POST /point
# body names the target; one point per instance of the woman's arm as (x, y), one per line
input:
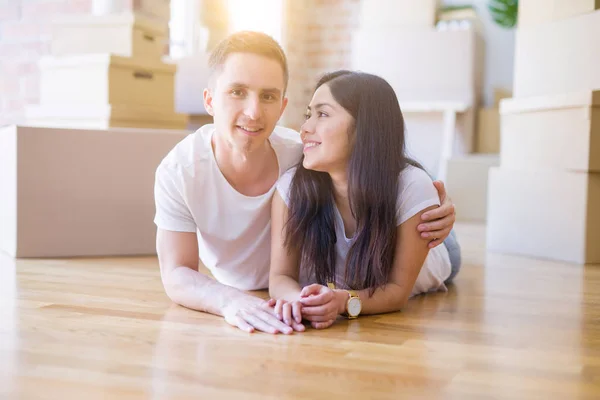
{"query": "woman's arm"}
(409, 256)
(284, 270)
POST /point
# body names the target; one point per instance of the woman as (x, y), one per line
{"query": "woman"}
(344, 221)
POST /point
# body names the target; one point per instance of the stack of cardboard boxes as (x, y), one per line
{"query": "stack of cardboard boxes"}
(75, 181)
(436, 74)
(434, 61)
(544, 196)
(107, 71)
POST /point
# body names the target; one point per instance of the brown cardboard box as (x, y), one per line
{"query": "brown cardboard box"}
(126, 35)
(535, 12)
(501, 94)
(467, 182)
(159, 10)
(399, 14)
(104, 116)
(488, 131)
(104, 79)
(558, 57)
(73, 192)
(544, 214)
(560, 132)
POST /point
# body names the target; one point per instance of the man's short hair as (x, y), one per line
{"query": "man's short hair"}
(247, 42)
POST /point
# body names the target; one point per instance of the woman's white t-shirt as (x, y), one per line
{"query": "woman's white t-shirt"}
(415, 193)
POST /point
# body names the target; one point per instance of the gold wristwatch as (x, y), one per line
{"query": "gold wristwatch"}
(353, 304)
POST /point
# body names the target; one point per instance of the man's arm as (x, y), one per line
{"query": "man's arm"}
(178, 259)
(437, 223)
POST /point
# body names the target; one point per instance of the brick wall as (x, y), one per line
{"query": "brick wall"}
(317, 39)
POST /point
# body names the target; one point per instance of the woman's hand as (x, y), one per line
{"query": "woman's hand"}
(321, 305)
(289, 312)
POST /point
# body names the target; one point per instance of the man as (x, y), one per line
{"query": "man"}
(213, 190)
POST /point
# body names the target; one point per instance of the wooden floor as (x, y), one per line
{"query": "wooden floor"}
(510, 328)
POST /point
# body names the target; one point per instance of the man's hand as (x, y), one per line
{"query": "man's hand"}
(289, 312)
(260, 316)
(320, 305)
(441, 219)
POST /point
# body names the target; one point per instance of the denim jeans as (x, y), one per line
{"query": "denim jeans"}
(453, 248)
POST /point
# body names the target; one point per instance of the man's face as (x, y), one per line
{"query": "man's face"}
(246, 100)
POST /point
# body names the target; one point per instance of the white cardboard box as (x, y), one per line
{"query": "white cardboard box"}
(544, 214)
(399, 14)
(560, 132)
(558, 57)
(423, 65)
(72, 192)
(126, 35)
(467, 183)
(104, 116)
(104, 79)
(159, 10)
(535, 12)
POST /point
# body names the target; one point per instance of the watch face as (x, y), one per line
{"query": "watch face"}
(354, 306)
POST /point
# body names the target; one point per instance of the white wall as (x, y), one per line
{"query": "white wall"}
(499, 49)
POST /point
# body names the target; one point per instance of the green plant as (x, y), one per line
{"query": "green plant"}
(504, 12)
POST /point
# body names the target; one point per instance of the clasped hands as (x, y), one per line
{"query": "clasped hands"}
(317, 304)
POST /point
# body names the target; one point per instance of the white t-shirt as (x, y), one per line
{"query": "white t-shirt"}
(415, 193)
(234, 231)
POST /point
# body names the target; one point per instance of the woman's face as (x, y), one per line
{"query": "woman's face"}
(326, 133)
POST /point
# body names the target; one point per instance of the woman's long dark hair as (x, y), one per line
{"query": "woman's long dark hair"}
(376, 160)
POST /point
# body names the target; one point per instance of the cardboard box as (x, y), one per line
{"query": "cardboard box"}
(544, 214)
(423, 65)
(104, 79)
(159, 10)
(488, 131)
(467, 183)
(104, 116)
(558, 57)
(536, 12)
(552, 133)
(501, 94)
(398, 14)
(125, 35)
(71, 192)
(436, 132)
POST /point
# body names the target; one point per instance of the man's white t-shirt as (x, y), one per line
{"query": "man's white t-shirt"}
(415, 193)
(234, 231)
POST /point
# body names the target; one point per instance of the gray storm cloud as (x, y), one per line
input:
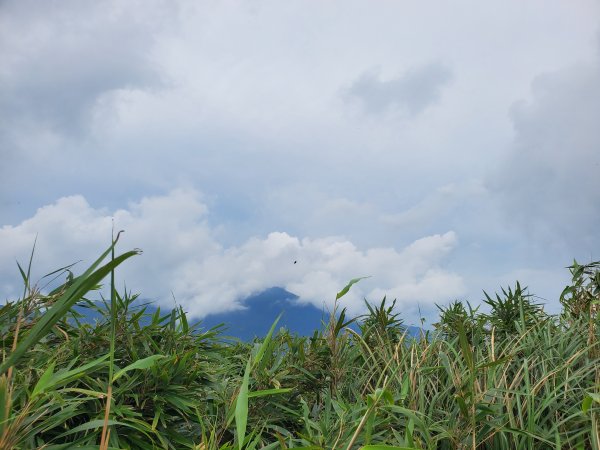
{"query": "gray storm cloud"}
+ + + + +
> Set problem:
List every line of the data that contains the string "cloud".

> Task answer:
# body names the target; one point per instance of the gray storm cloud as (x, y), one per line
{"query": "gray storm cloud"}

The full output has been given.